WORK ORDER:
The answer must be the full data, restated word for word, with no pictures in it.

━━━━━━━━━━━━━━━━━━━━━━━━━━━━━━

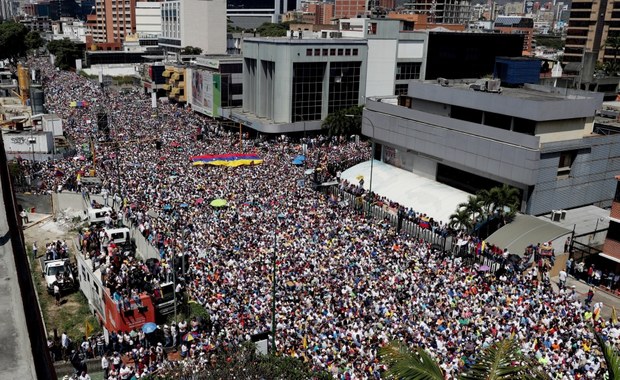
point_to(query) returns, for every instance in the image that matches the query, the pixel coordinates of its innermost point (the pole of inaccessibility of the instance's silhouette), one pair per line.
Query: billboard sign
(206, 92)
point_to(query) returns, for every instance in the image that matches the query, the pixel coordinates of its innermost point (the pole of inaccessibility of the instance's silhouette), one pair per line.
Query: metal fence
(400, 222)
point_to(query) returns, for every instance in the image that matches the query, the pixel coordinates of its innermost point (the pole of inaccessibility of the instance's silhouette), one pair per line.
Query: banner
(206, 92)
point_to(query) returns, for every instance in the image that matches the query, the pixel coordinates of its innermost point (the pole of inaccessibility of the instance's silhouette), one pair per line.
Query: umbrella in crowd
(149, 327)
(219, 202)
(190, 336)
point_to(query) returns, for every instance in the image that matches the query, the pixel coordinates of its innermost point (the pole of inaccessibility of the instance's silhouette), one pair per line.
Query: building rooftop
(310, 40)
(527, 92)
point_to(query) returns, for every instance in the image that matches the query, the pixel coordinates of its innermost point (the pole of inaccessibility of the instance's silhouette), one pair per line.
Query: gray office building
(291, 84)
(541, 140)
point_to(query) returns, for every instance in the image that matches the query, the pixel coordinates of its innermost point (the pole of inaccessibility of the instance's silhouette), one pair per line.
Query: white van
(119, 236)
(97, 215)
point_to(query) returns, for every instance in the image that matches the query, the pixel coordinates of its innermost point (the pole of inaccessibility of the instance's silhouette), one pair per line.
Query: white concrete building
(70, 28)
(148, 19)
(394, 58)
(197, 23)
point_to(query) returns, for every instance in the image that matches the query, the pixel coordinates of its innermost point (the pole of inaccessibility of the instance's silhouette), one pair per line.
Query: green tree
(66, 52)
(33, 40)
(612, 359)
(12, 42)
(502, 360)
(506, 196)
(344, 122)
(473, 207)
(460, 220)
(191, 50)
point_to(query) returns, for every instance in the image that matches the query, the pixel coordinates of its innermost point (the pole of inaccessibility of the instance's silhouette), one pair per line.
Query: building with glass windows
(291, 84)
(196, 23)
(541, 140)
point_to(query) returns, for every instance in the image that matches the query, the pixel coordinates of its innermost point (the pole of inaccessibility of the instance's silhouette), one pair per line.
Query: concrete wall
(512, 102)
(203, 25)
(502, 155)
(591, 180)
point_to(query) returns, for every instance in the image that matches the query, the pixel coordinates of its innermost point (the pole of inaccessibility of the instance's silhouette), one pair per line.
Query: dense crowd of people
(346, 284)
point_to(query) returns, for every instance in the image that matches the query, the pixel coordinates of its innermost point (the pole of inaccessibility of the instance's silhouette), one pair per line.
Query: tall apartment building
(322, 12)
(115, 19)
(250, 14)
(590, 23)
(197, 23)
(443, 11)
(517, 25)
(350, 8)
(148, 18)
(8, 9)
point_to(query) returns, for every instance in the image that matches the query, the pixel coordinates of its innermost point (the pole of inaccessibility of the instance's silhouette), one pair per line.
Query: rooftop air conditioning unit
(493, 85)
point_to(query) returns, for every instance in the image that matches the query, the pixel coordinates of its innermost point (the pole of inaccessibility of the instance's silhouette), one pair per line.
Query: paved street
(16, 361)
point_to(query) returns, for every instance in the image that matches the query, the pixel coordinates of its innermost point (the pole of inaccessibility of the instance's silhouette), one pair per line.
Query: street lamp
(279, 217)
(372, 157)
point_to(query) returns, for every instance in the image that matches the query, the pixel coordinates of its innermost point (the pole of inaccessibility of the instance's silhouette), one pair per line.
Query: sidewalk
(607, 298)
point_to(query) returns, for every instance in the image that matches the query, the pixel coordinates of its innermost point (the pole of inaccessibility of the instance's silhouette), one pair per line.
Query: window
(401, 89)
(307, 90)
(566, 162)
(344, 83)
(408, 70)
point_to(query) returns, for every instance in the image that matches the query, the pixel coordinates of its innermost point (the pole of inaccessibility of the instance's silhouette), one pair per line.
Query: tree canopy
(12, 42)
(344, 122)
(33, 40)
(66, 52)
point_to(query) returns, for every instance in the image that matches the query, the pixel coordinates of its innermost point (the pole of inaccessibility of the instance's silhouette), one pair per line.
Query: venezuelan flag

━━━━━━━━━━━━━━━━━━━━━━━━━━━━━━

EXERCISE ANSWER:
point_to(query) returns, for every instance in the image that matches the query, the pixel coordinates of its innermost point (the pole of inaccessibility of the instance's silhouette), one pair per line.
Query: billboard sign
(206, 92)
point_to(query) returns, for every instance in the image that matches the query, the pixel coordinates of its innermost point (the pole of inaccessibility of the instance's silhouette), one pair per line.
Query: metal fence
(400, 222)
point_to(query) returns, for every instance in the image that matches the query, the pixel coordinates of its innermost point (the pole of inaccessibility of the instance's silhouette), one pair per line.
Query: banner
(206, 92)
point_to(query) returns, for every instance in the image that matches the query, the pixel coordinates of its innermost point (the pole of inaccessibility of the instance's silhouette), one pair per line.
Query: umbrella in crowd
(149, 327)
(219, 202)
(190, 336)
point_to(query) returns, for every instance in the image that matches the query, the pixel coordinates of its innermost point (the pole of inaccessibility of the instance's silhouette), one pair per line.
Query: building rooftop
(310, 40)
(527, 92)
point_to(query) returns, for every instance in the image that matches the query, the pixel coordinates of its innermost point (the pole of inaccessibility of the instance's silhouette), one pair per line.
Query: gray office building
(291, 84)
(541, 140)
point_to(query) returns, for every instance in the image that matches the query, the pixel coordinates of its innermost point (the pole of inaccessibility of the instance's silhouette), one pair per line.
Query: white van
(119, 236)
(97, 215)
point_to(query) returns, for every instance in the image that matches the query, the pixel coordinates of its innermost point (the pole of inaccessibility of the instance's silhouette), one pair per line.
Query: white concrete building
(70, 28)
(148, 19)
(394, 58)
(197, 23)
point_to(query) returns, for every instance in the image that matches the query, the pixel coordinates of its innermost point (the pole of inaccessibility of the instance's silhouette), one pair per line.
Query: green tree
(66, 52)
(33, 40)
(612, 359)
(12, 42)
(502, 360)
(506, 196)
(344, 122)
(473, 207)
(460, 220)
(191, 50)
point_to(query) returns, for every instance in the image that matches the query, the pixel coordinates of its innermost point (the pole of inaccessibility of the instance's silhouette), one pair per line.
Query: building with glass windows
(291, 84)
(196, 23)
(541, 140)
point_to(query) returns, for every instance in the image that matches the query, the pixel coordinates of its innermost point (the pole of inaccessibility of the instance's silhouette), one pair per line.
Query: concrete wall
(512, 102)
(203, 25)
(502, 155)
(591, 180)
point_to(query) returns, for every instance in the image that matches the query, the pixel coordinates of its innermost point (the pole of inaccessibility of the instance's silhouette), one pair per line.
Query: dense crowd of people
(346, 284)
point_to(query) returns, for every instance in the image that matches the query, the pixel coordinates of its innermost point (the pole of inaccessibility of the instance's silhouette), one pair per line.
Query: tall apartment building
(322, 12)
(115, 19)
(250, 14)
(590, 23)
(197, 23)
(443, 11)
(517, 25)
(350, 8)
(148, 18)
(8, 9)
point_to(query) returns, for every instance in the image that matches the query, the pixel coordinates of its innermost point (the pole of inaccessibility of the instance's silhouette), one pair per line.
Query: rooftop air conditioning unit
(493, 85)
point_to(query) returns, for every instance in the image that matches the query, the pixel coordinates of its innermost point (the pole of inaccessibility of the instance's silhouette), one pair per line.
Query: paved street
(16, 361)
point_to(query) returns, for every instance in the image that matches the query, the pixel coordinates of its innermost point (the pole of inaccessibility of the instance's silhouette), one pair per line.
Query: street lamp
(279, 217)
(372, 157)
point_to(query) returns, for every instance in the image that matches the query, the pixel coordinates of its innermost point (the pole of inaccessibility of the instance's silhouette), one pair per line.
Query: sidewalk
(607, 298)
point_to(query) returns, for every instance in the image that matches the query, the pixel coordinates of its innermost point (the pole of inaccessibility of the instance's silhouette), one pair per line.
Query: window
(401, 89)
(307, 90)
(566, 162)
(344, 83)
(408, 70)
point_to(query) returns, for every instance in the image that matches the query, the pixel coordinates of its innermost point (the pole of inaccessibility of the instance's silhouette), one pair per line.
Query: tree canopy
(12, 42)
(344, 122)
(33, 40)
(66, 52)
point_to(query) returns, for every instance in the image that matches the query, the pixel coordinates of its innermost point (the pole of inaccessibility of the instance's silhouette), one pair per line.
Query: venezuelan flag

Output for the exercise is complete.